• **Requirement**
Go through the listing and copy every line word for word.

Items from a data source
## begin

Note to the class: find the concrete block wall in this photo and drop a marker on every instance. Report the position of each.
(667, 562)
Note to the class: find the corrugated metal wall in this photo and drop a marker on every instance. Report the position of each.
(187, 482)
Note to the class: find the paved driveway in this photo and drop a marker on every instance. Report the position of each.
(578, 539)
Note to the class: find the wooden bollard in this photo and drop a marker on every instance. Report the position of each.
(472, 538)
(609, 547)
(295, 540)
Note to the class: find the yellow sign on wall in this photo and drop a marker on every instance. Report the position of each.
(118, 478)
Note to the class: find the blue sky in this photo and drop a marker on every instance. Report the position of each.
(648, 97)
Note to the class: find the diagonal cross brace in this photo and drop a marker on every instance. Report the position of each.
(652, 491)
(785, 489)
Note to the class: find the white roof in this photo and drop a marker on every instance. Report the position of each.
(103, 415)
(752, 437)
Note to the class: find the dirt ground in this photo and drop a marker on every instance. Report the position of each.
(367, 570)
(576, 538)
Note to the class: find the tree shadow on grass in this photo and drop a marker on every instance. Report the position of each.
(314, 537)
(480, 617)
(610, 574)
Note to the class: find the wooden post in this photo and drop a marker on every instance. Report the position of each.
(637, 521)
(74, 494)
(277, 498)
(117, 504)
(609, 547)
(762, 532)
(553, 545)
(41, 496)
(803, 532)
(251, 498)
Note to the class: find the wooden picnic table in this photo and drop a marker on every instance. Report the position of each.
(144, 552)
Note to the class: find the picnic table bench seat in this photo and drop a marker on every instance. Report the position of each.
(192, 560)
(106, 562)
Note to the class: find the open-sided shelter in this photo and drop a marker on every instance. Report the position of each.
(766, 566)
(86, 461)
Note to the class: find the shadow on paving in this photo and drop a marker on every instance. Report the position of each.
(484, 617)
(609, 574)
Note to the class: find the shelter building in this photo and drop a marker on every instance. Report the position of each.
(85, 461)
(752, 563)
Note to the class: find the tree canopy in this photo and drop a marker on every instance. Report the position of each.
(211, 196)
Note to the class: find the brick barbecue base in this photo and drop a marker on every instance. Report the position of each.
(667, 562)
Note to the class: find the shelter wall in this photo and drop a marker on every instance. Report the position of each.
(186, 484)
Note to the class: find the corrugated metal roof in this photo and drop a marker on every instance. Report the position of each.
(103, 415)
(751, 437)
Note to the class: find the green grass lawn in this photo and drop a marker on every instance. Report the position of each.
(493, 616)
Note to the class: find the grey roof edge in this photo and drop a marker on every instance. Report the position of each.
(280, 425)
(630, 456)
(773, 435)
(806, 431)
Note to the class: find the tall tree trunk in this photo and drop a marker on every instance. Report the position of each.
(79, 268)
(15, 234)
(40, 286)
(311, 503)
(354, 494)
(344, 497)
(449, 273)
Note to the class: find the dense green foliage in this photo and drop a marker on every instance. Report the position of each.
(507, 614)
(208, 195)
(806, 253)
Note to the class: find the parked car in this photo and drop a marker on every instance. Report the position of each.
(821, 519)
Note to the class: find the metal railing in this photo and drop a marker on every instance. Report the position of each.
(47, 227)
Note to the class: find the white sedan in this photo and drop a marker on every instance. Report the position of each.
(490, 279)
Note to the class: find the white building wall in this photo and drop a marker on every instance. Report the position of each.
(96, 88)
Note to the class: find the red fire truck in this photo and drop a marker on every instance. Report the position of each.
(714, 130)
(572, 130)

## end

• **Response**
Note to the class: find the concrete block wall in this photo and drop a marker on every instance. Report the position of each.
(667, 562)
Note to the class: find the corrugated metal wall in this photo and drop a marker on every instance. Report the position of each.
(187, 482)
Note to the class: find the paved driveway in this photo and drop a marker on every instance. Report the position of each.
(578, 539)
Note to the class: find the wooden bollard in this photo and drop a marker on every instance. Report the position of each.
(472, 538)
(609, 547)
(295, 540)
Note to the class: find the yellow sign on wall in this photo and drop a marker on every instance. Report the position of each.
(118, 478)
Note to the class: find the blue sky in this photo and drop a marker on every instance. Report the position of each.
(648, 97)
Note to the class: find the diagonal cross brace in this photo and drop a marker on every instance. Report the position of each.
(652, 491)
(785, 489)
Note to the class: find the white roof in this photo and drop a marker on every instance. Report the position of each.
(103, 415)
(752, 437)
Note to the class: find the dirt ground in this photo and drop a marker on every instance. Report the position of each.
(367, 570)
(576, 538)
Note to the class: find the tree shadow on grass in this photo and drop a marker on every instance. Report the position of each.
(314, 537)
(480, 617)
(610, 574)
Note to the class: find the wooden post in this photo and drop a marker on every instance. Report the position of each.
(637, 521)
(74, 494)
(277, 498)
(117, 504)
(609, 547)
(762, 532)
(553, 545)
(41, 496)
(803, 532)
(251, 498)
Note to the class: find the wooden picnic table in this photo and drop a marker on every instance. Report the position of each.
(144, 552)
Note to the class: find the picnic table bench seat in this photo and drop a marker on every instance. Report the position of each.
(192, 560)
(106, 562)
Note to the class: find the open-sided shelter in this photo and drop a marker on every instance. Report the position of each.
(766, 566)
(86, 461)
Note to the class: find the shadow on paving in this photo and drop a marker on every instance. Report the position of each.
(484, 617)
(609, 574)
Note to the class: find the shelter building in this photo and drop a marker on every instance. Report the position of each.
(85, 461)
(752, 563)
Note to the class: find the tree canopy in this photo and drop a marker on every instance. Report the position of each.
(211, 196)
Note to the class: find the brick barbecue base in this photo and drop a marker on every instance. Report the position of each.
(667, 562)
Note to the class: find the shelter wall in this photo and drop a marker on every instance. Report the position of each.
(186, 484)
Note to the class: find the corrugated metal roof in this photo and drop a marker on every instance. Report the position of each.
(103, 415)
(751, 437)
Note to the class: find the green grass lawn in this photo and drop a marker on every instance. Report the position of each.
(493, 616)
Note to the class: find the grey roof edge in this photo and drop a marker on every instance. Report the position of each.
(280, 425)
(630, 456)
(773, 435)
(806, 431)
Note to the class: find the tall tree trunk in this photo and drop a marker on every instance. Report the position of each.
(79, 268)
(15, 234)
(40, 286)
(311, 503)
(354, 494)
(344, 497)
(449, 273)
Note to the class: find the dense green foliage in this photo and drop a marker on every instance. Report the position of each.
(507, 614)
(208, 195)
(806, 253)
Note to the class: find the parked car in this photo and drop a marker on every instance. Report the position of each.
(821, 519)
Note to the class: find the metal railing in this photo and drop a marker on every instance. Report the position of each.
(47, 227)
Note to the class: find the white sedan in this photo and drop a marker on every instance. Report the position of each.
(490, 279)
Note to the class: find the white building wall in this photo and drop a marker on every instance. Report the position of each.
(96, 88)
Note to the class: find the red fire truck in this photo and drop a marker on every instance. Report the position of each.
(714, 130)
(572, 130)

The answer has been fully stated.